● Information provided:

▼

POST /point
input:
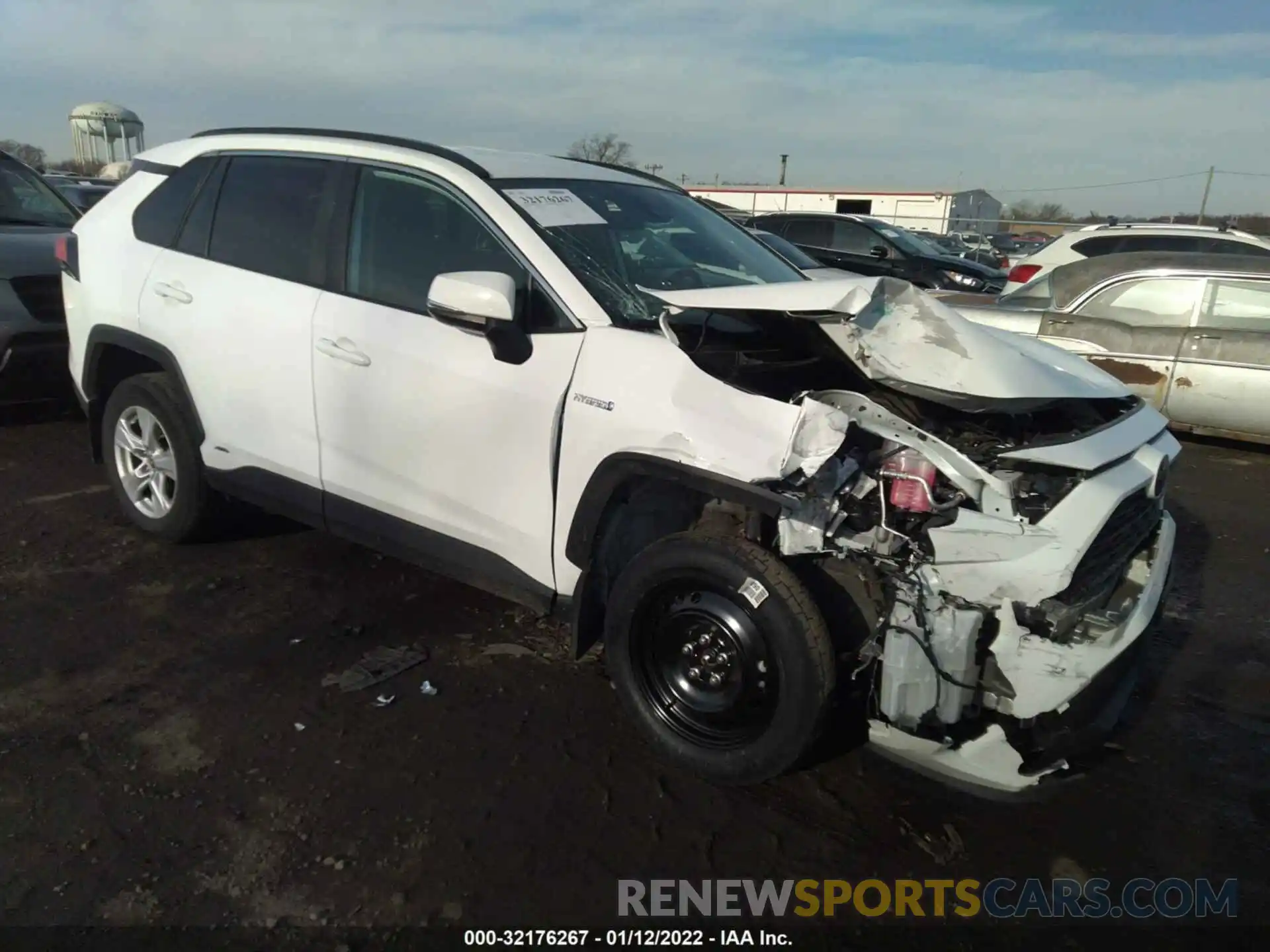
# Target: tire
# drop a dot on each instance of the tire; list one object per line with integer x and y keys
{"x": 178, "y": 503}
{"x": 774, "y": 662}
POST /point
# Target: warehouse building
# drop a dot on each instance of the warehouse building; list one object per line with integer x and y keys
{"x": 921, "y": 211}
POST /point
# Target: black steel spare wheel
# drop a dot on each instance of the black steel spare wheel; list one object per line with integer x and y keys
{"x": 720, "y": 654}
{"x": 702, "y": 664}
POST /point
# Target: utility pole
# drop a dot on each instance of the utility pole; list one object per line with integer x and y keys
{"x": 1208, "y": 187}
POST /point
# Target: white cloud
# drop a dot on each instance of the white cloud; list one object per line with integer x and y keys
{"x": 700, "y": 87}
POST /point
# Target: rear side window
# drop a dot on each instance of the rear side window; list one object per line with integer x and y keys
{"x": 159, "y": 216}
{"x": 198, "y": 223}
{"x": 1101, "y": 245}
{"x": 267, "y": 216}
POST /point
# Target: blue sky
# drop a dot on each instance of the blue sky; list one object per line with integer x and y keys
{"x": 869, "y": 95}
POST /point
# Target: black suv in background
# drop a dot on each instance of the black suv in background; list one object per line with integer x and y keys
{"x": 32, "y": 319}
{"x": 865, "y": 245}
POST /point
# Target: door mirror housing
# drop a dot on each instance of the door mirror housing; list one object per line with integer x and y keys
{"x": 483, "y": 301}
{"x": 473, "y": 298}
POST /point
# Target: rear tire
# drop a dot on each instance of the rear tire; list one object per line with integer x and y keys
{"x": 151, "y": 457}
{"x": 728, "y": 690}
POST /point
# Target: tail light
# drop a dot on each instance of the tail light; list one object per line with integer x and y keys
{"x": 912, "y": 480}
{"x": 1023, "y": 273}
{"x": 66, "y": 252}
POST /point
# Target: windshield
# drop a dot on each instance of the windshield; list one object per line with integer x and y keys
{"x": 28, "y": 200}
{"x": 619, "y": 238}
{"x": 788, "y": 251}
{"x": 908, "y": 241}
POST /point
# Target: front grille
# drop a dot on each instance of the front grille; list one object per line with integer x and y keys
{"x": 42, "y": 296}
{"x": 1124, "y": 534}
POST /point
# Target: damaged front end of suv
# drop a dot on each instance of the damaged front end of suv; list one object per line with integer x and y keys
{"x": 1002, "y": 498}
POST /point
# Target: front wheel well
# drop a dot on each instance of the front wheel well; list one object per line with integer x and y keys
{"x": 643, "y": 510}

▲
▼

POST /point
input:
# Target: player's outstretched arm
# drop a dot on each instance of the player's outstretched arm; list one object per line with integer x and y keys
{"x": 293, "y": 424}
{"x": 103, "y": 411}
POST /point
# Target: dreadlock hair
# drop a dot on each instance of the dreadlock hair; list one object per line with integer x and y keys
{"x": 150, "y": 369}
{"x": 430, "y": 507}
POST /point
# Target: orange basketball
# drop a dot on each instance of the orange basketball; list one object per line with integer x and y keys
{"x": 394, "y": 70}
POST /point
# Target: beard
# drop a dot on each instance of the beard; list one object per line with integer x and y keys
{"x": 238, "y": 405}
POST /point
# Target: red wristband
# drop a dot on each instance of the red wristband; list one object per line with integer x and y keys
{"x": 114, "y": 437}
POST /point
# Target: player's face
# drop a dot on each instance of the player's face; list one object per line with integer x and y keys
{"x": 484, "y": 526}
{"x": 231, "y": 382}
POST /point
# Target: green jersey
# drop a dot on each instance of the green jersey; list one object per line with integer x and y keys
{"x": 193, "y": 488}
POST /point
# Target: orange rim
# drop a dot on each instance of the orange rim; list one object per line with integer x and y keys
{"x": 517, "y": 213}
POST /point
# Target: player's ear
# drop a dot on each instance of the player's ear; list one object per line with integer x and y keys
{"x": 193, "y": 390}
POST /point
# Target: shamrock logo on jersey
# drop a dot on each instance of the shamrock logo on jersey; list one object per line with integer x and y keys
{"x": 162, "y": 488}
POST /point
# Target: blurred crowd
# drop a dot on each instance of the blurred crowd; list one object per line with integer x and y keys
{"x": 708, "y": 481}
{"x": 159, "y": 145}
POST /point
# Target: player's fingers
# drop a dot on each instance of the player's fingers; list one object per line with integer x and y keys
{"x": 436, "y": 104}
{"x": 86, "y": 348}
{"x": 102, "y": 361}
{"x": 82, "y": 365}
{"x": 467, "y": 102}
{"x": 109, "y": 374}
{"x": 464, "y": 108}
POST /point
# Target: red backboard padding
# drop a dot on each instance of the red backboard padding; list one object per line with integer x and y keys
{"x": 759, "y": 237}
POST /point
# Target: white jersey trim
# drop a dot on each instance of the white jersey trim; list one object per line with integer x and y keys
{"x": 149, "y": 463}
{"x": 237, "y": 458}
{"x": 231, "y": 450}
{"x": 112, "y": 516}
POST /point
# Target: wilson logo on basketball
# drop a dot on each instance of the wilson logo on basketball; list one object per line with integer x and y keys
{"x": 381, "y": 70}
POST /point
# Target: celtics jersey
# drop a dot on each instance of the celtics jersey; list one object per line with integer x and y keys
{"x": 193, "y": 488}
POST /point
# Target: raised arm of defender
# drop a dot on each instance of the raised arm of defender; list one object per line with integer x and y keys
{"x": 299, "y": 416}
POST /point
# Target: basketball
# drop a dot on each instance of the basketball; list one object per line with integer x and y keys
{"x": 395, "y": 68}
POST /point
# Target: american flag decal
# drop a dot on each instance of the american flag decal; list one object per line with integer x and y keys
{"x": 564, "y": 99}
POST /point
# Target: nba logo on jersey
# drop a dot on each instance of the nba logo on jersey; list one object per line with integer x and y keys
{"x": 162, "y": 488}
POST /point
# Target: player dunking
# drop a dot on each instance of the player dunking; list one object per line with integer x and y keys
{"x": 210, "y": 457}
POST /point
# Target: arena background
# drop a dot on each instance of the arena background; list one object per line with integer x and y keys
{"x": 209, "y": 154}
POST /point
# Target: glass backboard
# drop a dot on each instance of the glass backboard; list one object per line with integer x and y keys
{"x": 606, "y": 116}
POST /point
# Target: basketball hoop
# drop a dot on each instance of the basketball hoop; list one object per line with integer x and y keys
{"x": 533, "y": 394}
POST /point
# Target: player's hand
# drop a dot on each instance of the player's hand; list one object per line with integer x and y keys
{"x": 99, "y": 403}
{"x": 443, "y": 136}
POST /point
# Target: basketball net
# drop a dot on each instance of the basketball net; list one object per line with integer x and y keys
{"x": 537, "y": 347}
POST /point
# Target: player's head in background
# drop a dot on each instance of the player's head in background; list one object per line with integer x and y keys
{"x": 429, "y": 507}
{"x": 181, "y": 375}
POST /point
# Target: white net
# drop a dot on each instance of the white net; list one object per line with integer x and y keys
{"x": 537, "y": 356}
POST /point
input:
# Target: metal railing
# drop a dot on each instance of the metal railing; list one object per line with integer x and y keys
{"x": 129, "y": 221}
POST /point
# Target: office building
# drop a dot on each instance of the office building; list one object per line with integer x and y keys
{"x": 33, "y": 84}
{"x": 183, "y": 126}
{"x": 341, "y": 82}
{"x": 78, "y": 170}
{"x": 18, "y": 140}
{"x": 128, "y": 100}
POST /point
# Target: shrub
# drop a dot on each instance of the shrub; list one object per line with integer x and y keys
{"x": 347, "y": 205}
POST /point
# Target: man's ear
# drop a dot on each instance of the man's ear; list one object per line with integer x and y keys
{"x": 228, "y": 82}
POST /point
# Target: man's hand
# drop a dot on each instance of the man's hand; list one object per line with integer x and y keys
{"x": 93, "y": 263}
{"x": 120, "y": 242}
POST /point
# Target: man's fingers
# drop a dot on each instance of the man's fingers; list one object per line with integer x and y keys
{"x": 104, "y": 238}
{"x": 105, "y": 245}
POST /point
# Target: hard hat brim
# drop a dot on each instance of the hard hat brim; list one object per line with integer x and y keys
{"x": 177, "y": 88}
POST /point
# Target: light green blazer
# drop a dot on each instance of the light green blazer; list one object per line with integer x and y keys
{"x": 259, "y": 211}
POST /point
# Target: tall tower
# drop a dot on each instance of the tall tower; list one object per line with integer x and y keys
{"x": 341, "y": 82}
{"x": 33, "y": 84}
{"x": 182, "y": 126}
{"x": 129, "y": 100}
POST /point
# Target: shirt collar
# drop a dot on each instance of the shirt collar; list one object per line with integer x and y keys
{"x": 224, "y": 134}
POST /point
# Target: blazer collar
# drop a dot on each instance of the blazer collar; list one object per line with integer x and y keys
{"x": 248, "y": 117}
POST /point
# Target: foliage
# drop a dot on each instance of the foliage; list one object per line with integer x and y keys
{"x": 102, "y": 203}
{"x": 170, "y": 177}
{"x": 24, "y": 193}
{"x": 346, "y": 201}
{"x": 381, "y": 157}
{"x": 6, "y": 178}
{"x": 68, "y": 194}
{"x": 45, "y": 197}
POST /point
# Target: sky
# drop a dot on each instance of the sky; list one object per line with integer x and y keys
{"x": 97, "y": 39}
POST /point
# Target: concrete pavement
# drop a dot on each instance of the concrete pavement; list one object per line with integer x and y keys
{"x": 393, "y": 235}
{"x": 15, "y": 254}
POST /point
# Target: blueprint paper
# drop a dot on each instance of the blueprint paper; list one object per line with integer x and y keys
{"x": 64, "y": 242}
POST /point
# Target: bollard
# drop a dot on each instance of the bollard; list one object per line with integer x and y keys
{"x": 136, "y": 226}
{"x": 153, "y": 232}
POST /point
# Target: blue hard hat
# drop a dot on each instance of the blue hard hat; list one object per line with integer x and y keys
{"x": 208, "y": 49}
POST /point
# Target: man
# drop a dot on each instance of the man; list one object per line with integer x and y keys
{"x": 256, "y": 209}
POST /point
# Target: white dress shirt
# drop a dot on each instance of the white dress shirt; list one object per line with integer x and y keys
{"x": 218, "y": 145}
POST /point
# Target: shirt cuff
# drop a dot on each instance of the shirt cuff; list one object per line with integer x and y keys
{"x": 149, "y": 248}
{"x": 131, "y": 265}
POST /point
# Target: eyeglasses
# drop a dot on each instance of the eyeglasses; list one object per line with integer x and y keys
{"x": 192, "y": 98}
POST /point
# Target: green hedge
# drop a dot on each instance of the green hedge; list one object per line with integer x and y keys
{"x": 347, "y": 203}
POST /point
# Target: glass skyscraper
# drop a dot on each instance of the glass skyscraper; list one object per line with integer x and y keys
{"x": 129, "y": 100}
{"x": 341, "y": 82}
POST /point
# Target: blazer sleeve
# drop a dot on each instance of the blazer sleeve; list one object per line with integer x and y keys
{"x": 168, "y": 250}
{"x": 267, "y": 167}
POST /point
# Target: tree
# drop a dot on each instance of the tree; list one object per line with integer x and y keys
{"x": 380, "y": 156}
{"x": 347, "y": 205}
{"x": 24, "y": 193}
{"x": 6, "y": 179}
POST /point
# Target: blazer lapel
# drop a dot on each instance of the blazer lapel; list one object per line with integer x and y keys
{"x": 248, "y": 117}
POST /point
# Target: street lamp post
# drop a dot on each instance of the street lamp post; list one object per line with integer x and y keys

▲

● Objective: Locate every line in the records above that contains the word "rear", treating case as significant, and copy each of those lines.

● Exercise response:
# Target: rear side window
# drop a dot on each instance of the rear side window; list one object per line with integer x and y keys
# Target: rear tire
# drop a dot on each instance of the rear tire; list one object per line with integer x and y keys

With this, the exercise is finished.